_SHORT PROBLEM A_. Find every line in the records that contains the word "pale", and copy each of those lines.

===== TEXT SECTION =====

# Ben Moore interior lineup differences?



## sayn3ver (Jan 9, 2010)

New store opened in my area. They carry bm and another local brand. They are close by so I'd like to give them a try instead of the SW. 

Most of bm's interior lineup now seems about the same. 

Aura 
Regal select
Natura
Regal (acrylic but not sure it's gennex) 
Ben
Ultra spec 

All seem to be 100% acrylic, gennex tinted and either low or no voc. 

Besides price is there really much difference between them? Aura supposed to have the pigments imbed vs coat the resins correct? Natura is zero emmision. Besides that? 

I did search before posting. A lot of info about their products prior to regal select was added. It's hard to determine how much of the product discussions from even a couple years ago are revalvent today with all the continuous reformulation.


----------



## CApainter (Jun 29, 2007)

With all of the products a manufactuerer makes, it's difficult to choose just one. I've used all the products you've listed with the exception of Natura. I mostly use Regal Select in the BM line.

===== DATA SHOWN =====

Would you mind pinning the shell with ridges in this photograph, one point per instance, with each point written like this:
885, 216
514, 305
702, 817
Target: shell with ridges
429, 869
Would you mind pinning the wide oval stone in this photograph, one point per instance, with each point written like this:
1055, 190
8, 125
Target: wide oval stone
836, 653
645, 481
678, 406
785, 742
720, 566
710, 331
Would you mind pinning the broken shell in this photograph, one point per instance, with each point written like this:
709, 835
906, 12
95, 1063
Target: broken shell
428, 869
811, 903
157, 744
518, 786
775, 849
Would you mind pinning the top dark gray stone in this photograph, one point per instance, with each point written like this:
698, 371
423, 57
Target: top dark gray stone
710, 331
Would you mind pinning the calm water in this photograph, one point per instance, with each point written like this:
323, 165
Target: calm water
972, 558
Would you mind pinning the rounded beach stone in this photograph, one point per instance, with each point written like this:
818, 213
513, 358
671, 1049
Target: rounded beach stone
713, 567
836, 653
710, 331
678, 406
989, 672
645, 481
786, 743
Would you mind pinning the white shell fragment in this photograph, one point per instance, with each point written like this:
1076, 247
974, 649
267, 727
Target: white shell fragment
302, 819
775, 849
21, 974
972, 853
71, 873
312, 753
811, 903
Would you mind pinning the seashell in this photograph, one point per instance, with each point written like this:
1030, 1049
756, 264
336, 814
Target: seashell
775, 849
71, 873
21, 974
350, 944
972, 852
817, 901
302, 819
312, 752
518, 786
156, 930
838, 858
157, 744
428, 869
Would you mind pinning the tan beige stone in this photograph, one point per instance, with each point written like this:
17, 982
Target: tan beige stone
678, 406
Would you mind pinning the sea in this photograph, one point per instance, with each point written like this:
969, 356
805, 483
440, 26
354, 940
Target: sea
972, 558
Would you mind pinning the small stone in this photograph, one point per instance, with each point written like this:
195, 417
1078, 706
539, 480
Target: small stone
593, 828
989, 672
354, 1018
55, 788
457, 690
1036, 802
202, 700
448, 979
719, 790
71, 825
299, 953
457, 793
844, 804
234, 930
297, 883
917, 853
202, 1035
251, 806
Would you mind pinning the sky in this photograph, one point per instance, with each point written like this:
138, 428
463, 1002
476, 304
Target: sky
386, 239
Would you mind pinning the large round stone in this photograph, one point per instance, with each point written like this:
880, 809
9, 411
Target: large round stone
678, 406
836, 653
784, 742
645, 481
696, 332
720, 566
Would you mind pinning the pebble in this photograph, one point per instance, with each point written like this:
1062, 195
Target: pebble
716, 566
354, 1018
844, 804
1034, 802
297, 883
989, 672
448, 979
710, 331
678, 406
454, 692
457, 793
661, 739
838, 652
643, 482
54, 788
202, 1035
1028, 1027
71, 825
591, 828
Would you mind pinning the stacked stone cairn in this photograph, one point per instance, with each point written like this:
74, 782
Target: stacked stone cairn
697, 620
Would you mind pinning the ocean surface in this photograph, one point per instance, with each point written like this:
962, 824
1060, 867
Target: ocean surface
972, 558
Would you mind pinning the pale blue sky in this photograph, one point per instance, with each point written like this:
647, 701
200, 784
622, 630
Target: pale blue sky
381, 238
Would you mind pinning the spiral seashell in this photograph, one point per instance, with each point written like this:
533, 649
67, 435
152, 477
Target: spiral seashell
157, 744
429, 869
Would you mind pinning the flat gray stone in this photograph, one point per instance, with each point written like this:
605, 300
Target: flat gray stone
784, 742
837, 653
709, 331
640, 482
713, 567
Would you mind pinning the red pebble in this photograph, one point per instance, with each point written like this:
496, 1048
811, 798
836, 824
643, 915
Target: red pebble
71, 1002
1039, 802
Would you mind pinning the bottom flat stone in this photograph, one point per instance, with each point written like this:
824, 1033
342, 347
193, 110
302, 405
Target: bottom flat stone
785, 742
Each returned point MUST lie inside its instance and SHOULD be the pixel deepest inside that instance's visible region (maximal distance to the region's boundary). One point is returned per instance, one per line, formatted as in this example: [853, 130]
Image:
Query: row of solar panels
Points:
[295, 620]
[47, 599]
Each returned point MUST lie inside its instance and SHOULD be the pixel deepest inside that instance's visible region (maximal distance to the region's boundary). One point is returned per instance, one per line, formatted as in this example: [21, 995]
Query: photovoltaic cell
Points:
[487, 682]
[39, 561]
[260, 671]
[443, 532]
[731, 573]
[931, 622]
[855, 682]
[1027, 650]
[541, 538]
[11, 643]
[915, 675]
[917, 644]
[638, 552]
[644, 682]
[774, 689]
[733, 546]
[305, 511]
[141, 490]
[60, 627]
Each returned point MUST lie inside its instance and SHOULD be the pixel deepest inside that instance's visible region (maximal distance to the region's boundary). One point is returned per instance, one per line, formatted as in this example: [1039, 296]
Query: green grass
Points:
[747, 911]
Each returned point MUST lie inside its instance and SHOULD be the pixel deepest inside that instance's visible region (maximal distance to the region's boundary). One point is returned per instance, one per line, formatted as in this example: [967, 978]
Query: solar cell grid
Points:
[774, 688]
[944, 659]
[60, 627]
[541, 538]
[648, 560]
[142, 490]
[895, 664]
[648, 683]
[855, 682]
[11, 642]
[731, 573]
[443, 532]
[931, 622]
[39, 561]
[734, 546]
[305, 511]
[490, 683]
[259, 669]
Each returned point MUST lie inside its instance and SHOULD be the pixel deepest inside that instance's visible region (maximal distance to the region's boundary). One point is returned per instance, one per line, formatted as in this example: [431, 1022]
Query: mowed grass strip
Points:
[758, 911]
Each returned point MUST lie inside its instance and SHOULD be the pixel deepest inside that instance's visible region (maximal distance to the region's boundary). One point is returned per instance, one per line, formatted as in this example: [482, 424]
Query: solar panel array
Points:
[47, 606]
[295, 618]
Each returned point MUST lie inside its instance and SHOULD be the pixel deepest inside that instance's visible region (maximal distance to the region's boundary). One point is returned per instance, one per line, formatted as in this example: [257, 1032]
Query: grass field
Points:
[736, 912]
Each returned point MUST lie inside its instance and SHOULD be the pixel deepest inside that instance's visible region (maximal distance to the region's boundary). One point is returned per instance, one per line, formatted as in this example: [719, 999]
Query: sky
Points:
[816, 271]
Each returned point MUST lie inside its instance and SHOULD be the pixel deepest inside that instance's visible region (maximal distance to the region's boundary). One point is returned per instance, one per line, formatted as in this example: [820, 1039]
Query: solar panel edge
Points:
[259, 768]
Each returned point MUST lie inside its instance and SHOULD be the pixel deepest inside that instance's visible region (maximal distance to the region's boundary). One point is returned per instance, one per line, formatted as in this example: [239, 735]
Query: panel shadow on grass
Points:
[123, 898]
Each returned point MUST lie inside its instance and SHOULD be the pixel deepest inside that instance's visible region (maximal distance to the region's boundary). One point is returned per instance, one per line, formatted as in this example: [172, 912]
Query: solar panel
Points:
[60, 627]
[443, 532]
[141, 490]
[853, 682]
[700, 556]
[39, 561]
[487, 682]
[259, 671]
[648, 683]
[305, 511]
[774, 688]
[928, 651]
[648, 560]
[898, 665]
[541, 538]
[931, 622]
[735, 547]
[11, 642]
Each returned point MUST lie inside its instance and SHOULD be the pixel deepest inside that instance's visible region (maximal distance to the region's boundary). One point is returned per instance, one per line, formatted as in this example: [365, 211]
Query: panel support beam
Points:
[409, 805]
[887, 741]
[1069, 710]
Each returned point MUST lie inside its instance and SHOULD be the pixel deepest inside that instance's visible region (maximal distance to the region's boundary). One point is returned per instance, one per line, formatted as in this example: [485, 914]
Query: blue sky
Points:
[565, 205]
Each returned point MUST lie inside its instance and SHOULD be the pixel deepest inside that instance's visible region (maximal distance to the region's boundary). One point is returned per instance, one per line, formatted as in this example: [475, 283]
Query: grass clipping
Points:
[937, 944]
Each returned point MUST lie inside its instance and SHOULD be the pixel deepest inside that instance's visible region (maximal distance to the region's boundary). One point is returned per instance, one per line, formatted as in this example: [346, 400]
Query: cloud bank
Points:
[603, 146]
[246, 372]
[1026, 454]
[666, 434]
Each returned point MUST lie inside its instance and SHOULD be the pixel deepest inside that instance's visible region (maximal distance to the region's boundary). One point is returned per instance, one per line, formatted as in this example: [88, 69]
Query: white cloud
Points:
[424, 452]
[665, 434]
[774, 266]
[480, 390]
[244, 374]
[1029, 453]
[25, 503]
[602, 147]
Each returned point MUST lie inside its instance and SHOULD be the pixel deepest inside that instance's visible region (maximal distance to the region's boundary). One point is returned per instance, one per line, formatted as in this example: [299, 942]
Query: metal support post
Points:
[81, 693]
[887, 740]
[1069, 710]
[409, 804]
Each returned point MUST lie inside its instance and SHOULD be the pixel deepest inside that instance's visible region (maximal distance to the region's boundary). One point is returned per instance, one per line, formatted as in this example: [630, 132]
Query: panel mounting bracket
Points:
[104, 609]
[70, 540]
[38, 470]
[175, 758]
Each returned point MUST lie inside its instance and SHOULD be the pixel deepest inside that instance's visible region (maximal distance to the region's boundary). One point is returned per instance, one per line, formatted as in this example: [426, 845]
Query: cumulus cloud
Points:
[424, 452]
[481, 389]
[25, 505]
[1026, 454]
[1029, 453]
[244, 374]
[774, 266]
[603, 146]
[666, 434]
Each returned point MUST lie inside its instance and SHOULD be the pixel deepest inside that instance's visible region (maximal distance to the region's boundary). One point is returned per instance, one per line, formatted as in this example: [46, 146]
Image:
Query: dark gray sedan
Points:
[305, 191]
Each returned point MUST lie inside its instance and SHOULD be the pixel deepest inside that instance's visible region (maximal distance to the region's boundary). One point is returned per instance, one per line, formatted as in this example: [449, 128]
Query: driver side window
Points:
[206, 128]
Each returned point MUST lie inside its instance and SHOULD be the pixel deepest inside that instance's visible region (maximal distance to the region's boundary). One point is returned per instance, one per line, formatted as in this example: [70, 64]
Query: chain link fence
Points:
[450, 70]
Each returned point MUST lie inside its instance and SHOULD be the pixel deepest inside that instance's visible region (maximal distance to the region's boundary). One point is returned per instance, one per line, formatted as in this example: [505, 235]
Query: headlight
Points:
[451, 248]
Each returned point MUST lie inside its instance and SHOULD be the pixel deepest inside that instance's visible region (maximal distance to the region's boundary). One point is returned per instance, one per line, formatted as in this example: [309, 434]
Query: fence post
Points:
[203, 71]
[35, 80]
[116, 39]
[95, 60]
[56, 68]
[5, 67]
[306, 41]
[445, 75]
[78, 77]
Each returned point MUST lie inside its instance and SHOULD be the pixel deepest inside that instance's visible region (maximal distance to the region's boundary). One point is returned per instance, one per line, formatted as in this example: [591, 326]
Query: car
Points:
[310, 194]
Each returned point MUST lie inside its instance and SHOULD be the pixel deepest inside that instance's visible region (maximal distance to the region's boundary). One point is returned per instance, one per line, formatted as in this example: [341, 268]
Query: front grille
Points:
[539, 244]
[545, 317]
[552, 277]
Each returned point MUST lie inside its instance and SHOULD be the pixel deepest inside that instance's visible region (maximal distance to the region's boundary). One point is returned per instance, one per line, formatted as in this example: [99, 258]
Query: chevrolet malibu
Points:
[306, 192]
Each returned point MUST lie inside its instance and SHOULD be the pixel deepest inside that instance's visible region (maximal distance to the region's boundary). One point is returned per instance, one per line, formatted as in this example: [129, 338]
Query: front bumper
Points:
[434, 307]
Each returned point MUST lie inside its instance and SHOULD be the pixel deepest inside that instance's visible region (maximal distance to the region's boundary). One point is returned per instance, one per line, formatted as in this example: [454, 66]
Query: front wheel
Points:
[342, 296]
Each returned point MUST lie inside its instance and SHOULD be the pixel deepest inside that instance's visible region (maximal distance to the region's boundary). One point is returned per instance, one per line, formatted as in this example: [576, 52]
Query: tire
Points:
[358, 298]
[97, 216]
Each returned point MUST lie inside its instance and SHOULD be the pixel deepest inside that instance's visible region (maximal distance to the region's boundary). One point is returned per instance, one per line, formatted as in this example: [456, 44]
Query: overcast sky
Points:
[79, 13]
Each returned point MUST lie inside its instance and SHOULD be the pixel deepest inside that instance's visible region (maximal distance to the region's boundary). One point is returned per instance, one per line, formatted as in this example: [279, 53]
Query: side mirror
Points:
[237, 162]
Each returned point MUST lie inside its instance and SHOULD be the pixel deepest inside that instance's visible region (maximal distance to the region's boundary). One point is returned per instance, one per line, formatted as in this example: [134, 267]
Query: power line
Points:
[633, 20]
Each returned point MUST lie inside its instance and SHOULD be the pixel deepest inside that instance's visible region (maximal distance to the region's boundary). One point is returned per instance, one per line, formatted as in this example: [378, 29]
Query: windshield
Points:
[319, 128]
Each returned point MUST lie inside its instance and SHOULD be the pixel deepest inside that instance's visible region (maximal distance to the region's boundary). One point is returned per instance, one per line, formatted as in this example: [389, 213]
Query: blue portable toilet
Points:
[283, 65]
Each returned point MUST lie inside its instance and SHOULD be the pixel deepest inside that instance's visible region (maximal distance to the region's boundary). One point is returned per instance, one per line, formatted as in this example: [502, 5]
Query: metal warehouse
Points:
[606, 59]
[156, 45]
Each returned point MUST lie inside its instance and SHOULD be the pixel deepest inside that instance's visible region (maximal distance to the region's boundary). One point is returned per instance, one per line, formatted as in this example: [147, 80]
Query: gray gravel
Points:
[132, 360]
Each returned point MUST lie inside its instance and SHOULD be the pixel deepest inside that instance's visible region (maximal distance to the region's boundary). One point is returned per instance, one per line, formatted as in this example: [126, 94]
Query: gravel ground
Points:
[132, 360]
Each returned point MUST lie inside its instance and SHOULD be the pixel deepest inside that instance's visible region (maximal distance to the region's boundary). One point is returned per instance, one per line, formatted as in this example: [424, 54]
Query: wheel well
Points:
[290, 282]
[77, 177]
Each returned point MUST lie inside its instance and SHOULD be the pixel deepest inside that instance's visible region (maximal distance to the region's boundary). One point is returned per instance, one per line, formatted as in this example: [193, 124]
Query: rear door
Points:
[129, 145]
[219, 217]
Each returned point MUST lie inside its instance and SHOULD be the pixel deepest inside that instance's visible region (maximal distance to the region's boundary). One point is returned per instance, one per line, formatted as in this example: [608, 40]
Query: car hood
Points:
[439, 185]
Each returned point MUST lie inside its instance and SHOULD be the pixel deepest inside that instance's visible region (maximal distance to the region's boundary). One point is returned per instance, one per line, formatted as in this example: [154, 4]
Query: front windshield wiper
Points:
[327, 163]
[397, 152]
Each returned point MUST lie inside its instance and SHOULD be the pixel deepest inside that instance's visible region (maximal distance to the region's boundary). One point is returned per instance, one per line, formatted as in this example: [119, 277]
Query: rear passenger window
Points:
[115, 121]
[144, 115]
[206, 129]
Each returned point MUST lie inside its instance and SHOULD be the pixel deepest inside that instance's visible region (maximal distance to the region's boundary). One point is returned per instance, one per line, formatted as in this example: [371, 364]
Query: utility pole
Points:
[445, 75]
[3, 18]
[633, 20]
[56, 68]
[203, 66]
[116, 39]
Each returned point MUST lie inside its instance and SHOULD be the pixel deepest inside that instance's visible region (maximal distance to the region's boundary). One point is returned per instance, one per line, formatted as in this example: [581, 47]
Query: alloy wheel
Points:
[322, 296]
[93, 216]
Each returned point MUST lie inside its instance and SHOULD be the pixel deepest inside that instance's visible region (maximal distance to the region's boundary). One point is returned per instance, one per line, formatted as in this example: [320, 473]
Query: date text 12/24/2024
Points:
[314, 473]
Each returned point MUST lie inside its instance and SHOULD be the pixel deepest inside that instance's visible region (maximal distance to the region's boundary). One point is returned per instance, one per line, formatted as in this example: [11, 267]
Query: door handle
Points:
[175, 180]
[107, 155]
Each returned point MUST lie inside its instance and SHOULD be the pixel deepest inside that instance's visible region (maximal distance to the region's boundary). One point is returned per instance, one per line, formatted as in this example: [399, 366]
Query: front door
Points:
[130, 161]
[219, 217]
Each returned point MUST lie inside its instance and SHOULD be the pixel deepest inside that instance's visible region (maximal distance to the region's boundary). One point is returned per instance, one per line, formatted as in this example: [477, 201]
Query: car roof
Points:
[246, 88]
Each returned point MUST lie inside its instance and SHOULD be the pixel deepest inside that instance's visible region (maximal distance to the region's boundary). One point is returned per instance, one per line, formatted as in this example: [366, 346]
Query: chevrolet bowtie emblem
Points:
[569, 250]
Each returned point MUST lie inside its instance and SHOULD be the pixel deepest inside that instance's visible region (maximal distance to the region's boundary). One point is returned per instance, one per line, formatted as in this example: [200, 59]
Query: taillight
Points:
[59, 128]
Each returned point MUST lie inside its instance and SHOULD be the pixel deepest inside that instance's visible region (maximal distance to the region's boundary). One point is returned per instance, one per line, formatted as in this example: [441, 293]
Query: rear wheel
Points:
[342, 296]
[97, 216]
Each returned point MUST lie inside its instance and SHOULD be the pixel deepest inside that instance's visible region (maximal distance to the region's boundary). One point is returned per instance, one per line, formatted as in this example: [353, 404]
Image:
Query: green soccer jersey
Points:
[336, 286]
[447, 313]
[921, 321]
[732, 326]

=====

_SHORT PROBLEM B_. Copy the passage of the Ben Moore paint thread starting at "All seem to" and ending at "the BM line.".

_EXERCISE ANSWER A_.
Would you mind pinning the pale blue sky in this photograph, one point per instance, with each point written like this:
Target: pale blue sky

_EXERCISE ANSWER B_.
All seem to be 100% acrylic, gennex tinted and either low or no voc. 

Besides price is there really much difference between them? Aura supposed to have the pigments imbed vs coat the resins correct? Natura is zero emmision. Besides that? 

I did search before posting. A lot of info about their products prior to regal select was added. It's hard to determine how much of the product discussions from even a couple years ago are revalvent today with all the continuous reformulation.


----------



## CApainter (Jun 29, 2007)

With all of the products a manufactuerer makes, it's difficult to choose just one. I've used all the products you've listed with the exception of Natura. I mostly use Regal Select in the BM line.